** TASK TO CARRY OUT **
Lay out the rows below as a two-column CSV with the headers input and output, one CSV line per row, putting each row's text and its answer in a single quoted field apiece and replacing line breaks with spaces. Begin at the row that contains "of the cluster" and stop after the last row.

** ENTRIES SHOWN **
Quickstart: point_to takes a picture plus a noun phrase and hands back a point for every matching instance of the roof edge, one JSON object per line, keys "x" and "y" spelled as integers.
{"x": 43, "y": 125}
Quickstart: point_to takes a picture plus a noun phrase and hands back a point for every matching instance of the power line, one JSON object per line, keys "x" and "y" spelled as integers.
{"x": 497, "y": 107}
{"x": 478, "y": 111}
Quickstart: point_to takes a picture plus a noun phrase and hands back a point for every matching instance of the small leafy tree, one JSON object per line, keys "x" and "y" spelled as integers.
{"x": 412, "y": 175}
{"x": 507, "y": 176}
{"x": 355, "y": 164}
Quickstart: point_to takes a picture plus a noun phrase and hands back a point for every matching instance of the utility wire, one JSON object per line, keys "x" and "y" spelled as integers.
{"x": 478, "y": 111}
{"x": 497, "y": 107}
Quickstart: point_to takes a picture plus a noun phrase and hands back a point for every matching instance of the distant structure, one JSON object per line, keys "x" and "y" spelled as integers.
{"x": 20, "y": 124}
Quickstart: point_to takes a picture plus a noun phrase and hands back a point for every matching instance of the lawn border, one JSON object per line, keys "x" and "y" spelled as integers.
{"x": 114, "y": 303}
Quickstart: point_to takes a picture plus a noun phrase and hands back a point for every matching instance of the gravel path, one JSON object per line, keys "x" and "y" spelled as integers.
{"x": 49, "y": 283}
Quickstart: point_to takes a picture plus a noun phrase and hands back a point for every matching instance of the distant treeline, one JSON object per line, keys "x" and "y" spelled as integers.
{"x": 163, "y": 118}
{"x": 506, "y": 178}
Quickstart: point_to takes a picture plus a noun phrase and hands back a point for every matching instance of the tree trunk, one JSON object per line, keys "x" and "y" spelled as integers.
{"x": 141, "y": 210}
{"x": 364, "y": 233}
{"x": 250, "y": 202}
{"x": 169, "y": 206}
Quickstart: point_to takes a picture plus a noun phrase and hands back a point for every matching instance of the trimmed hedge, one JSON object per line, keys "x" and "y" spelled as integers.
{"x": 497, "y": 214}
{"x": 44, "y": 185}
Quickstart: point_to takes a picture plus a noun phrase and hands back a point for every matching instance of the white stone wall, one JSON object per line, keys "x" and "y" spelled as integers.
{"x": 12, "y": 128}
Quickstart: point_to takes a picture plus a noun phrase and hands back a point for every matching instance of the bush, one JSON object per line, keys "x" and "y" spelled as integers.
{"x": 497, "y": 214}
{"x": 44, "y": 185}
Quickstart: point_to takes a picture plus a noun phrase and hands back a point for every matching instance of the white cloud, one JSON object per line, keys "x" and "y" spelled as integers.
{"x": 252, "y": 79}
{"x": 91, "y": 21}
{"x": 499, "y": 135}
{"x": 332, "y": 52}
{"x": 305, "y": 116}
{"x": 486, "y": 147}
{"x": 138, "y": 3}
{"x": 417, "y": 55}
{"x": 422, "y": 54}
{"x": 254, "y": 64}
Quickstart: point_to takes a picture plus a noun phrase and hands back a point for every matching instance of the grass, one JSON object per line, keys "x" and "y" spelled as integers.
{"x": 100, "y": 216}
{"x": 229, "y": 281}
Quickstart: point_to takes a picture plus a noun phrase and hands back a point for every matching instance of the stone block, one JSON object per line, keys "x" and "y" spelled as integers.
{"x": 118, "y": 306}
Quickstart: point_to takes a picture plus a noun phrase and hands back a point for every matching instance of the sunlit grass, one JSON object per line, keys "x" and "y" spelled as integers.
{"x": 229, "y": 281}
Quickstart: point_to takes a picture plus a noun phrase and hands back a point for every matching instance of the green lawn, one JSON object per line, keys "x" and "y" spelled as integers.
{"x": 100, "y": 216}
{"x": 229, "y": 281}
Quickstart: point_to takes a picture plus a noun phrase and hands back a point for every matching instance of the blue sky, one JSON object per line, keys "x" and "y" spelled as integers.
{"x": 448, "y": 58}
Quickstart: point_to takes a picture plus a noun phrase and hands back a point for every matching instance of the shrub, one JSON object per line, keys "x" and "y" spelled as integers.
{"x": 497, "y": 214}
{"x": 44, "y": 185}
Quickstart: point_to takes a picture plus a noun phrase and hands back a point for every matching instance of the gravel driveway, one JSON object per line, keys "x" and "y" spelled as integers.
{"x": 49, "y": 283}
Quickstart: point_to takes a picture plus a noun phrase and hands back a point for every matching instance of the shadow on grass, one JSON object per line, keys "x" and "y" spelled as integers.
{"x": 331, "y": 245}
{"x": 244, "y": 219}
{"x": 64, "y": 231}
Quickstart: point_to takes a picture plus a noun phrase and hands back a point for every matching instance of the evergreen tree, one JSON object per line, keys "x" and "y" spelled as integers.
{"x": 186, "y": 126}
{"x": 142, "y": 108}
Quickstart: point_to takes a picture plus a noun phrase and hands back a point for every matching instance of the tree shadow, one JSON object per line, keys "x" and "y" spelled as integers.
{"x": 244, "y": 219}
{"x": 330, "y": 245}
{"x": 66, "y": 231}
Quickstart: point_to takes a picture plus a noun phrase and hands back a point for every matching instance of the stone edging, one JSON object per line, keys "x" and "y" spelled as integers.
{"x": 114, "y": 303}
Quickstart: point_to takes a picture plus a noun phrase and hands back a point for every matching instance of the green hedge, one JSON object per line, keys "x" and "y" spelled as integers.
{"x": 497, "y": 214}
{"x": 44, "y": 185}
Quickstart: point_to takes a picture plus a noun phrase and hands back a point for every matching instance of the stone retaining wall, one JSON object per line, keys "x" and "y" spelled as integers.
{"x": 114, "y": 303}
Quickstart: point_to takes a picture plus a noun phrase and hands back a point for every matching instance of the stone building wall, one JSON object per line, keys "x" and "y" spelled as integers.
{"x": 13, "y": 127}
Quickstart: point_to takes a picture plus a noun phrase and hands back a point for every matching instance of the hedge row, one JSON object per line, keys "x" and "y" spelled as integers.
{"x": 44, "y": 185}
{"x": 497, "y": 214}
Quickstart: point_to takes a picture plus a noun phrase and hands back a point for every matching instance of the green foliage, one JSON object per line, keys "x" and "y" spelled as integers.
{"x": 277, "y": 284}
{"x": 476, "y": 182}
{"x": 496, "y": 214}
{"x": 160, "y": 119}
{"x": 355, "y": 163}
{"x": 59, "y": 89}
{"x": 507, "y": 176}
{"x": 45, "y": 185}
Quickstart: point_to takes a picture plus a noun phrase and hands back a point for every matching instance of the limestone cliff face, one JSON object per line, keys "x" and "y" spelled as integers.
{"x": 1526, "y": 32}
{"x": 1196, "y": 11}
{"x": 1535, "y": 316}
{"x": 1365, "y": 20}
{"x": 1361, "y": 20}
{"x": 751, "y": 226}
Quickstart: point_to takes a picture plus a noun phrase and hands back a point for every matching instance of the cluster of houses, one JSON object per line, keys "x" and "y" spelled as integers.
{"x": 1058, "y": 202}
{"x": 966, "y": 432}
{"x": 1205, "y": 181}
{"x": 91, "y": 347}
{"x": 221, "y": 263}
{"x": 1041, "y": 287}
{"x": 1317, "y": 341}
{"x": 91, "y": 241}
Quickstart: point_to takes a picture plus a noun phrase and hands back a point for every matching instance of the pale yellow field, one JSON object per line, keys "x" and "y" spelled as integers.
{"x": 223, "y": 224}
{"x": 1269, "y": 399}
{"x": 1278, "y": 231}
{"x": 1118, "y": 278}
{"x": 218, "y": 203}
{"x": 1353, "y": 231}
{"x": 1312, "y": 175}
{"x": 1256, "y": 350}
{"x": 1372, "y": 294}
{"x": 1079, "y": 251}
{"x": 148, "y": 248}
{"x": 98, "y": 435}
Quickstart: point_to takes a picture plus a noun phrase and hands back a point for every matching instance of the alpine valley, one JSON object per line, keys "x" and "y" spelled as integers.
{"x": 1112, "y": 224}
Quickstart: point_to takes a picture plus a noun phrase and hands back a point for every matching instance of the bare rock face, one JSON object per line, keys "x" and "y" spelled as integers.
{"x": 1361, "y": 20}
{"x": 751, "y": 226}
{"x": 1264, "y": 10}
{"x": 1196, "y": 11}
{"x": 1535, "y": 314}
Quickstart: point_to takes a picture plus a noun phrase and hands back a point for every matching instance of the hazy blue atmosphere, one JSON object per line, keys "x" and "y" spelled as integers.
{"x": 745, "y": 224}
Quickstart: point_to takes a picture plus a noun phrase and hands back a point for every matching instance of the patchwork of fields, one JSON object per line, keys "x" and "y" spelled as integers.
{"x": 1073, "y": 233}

** EXERCISE ANSWER **
input,output
"Quickstart: point_to takes a picture plus a noun phrase and hands back a point for every matching instance of the cluster of houses, one JSON object per line, keys ""x"" and ""y"" spelled as integers.","{""x"": 1058, ""y"": 202} {""x"": 966, ""y"": 432} {""x"": 1205, ""y"": 181} {""x"": 91, ""y"": 347} {""x"": 221, ""y"": 263} {""x"": 1041, ""y"": 287} {""x"": 1317, ""y"": 341} {""x"": 91, ""y"": 241}"
"Quickstart: point_to takes a picture plus a noun phrase and hands back a point for every matching instance of the pale yellow field, one JSON object per line, keys ""x"" and ""y"" spelled as integers.","{""x"": 223, ""y"": 224} {""x"": 1269, ""y"": 399} {""x"": 1278, ""y"": 231} {""x"": 1118, ""y"": 278} {""x"": 218, ""y"": 203} {""x"": 1353, ""y"": 231} {""x"": 1312, ""y"": 175} {""x"": 1256, ""y"": 350} {""x"": 1372, ""y"": 294} {""x"": 1079, ""y"": 251} {""x"": 148, ""y"": 248} {""x"": 98, ""y"": 435}"
"Quickstart: point_to takes a picture plus a noun phrase and hands back a point for every matching instance of the alpine valley, one JSON object per line, keys ""x"" and ""y"" spelled as integers.","{""x"": 1112, ""y"": 224}"
"Quickstart: point_to takes a picture plus a noun phrase and hands back a point for every matching instance of the bare rock face, one JSON object per line, keys ""x"" and ""y"" spelled as integers.","{""x"": 1361, ""y"": 20} {""x"": 751, ""y"": 226} {""x"": 1264, ""y"": 10} {""x"": 1196, ""y"": 11} {""x"": 1535, ""y"": 314}"
"Quickstart: point_to takes a picture plus a noun phrase and hands back a point for every matching instance of the hazy blue atmosphere, one JSON object per line, keys ""x"" and ""y"" spelled as integers.","{""x"": 745, ""y"": 224}"
"Quickstart: point_to takes a picture plus a noun phrase and hands back a point for every matching instance of the patchwork of fields, one JSON object per line, keys ""x"" and ""y"" spelled as integers.","{""x"": 1073, ""y"": 233}"